Problems to solve:
(A) In the post on the Philippines campaign, which field manual is said to contain each of the key tactical lessons in some capacity?
(B) Please reproduce from the post on the Philippines campaign the passage starting with "Wednesday, May 22, 2013" and going on through "blood and treasure.".

Supplied passage:

— BEGIN —

Wednesday, May 22, 2013

COIN Lessons Ignored: The Philippines Campaign (1899-1902)

I would suggest that the Philippines was less counterinsurgency but more a pacification effort by a colonial power conducting an occupation (and the author does use the term pacification in the text).  That is a lesson I hope we do not see codified into doctrine as per the author's conclusion (except as a lesson to be avoided).  That said there are many important tactical lessons (positive and negative) from the campaign are worth studying as noted in the essay and summarized in the conclusion but I think we have to keep in mind the strategic context.  Perhaps if a different strategic decision had been made (e.g., not to colonize the Philippines and instead to allow self determination) we would not have expended such blood and treasure.

Conclusion:  Despite the Army’s success, the Philippines campaign of 1899-1902 remains one of the least known counterinsurgency efforts in the US Army today.  The key tactical lessons learned during the conflict remain as relevant in today’s fights as they were in 1902: the importance of small-unit leadership; the need for small-unit operations and mobility; the importance for local troops; the need for an effective intelligence apparatus; and the significance of degrading the insurgent shadow government infrastructure.  Each of these aspects can be found in FM 3-24 in some capacity, and remain core components of the military’s counterinsurgency doctrine.  Unfortunately, the Philippine lessons learned were never codified into any type of doctrine and this is one of the reasons why these lessons were forgotten. The Army has an unfortunate tradition of considering insurgent conflict a sideshow effort and relegating the study of insurgencies to the fringes of military science. The Philippines campaign is a prime example.

— END —

Source excerpt:

— BEGIN —

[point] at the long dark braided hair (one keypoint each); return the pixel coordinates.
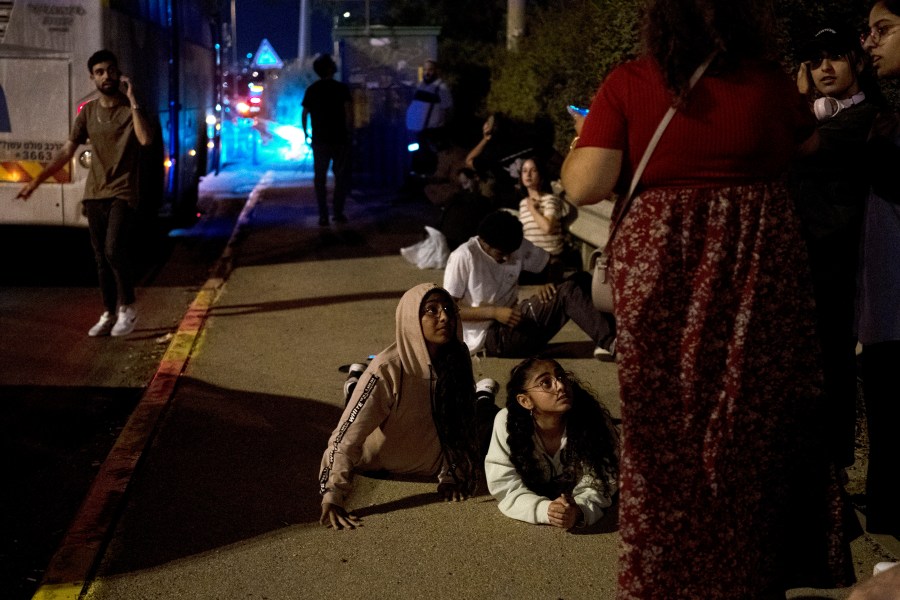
(680, 34)
(592, 445)
(453, 407)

— END —

Results for the exercise:
(A) FM 3-24

(B)
Wednesday, May 22, 2013

COIN Lessons Ignored: The Philippines Campaign (1899-1902)

I would suggest that the Philippines was less counterinsurgency but more a pacification effort by a colonial power conducting an occupation (and the author does use the term pacification in the text).  That is a lesson I hope we do not see codified into doctrine as per the author's conclusion (except as a lesson to be avoided).  That said there are many important tactical lessons (positive and negative) from the campaign are worth studying as noted in the essay and summarized in the conclusion but I think we have to keep in mind the strategic context.  Perhaps if a different strategic decision had been made (e.g., not to colonize the Philippines and instead to allow self determination) we would not have expended such blood and treasure.